STATED EXERCISE: Copy out all of the items below, changing each "shot" to "photo" and keeping everything else the same. Leave the pictures out.

RECORD EXCERPTS:

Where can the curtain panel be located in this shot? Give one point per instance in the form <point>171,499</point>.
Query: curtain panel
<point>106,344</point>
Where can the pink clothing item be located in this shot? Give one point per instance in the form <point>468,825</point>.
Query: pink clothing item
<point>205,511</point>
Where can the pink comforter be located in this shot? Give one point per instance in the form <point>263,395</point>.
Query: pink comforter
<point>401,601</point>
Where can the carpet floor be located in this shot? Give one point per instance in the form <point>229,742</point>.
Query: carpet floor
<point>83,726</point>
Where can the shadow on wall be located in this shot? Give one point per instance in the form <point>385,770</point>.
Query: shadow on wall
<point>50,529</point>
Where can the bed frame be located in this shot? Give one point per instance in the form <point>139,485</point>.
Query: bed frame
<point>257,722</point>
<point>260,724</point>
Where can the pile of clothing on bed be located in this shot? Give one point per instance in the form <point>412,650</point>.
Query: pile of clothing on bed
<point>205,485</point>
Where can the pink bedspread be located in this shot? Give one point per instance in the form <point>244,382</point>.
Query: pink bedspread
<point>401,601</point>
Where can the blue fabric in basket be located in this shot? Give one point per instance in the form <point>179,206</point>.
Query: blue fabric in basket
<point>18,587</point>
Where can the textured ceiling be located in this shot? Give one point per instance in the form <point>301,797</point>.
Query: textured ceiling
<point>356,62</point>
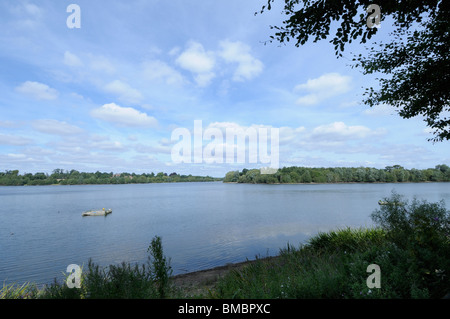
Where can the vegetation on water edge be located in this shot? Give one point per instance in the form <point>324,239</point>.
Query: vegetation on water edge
<point>74,177</point>
<point>390,174</point>
<point>411,245</point>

OUTPUT BELOW:
Where can the curtain panel be located in this photo? Give one point per instance in the form <point>171,499</point>.
Query: curtain panel
<point>106,344</point>
Where can the pink clothing item be located in this photo? Give one point per instance in the form <point>468,825</point>.
Query: pink clothing item
<point>205,511</point>
Where can the pink comforter be located in this photo? Give one point per instance in the form <point>263,395</point>.
Query: pink comforter
<point>401,601</point>
Where can the carpet floor be located in this photo? Give one point per instance in the form <point>229,742</point>.
Query: carpet floor
<point>83,726</point>
Where can the shadow on wall be located in this photo? Give one point per instance in the form <point>385,770</point>.
Query: shadow on wall
<point>50,529</point>
Where can the bed frame be located in this photo? Give one point per instance in the form <point>139,485</point>.
Query: bed frame
<point>257,722</point>
<point>260,724</point>
Where can the pile of clothing on bed be located in this photo? Give one point per instance in the form <point>412,650</point>.
Query: pile of clothing on bed
<point>205,485</point>
Where can the pink bedspread be located in this photo? Give one point per instance in the form <point>244,382</point>.
Query: pink bedspread
<point>401,601</point>
Where can the blue fabric in basket be located in this photo? Give one point per instance in the form <point>179,206</point>.
Query: blue fabric in basket
<point>18,587</point>
Where can the textured ceiling be located in this photo? Give one point per instance in the form <point>301,797</point>.
Query: textured ceiling
<point>356,62</point>
Where can the vegetation on water edge be located in this photo? Give one point per instance in the form <point>324,239</point>.
Query: vegetation on water edge
<point>74,177</point>
<point>390,174</point>
<point>411,245</point>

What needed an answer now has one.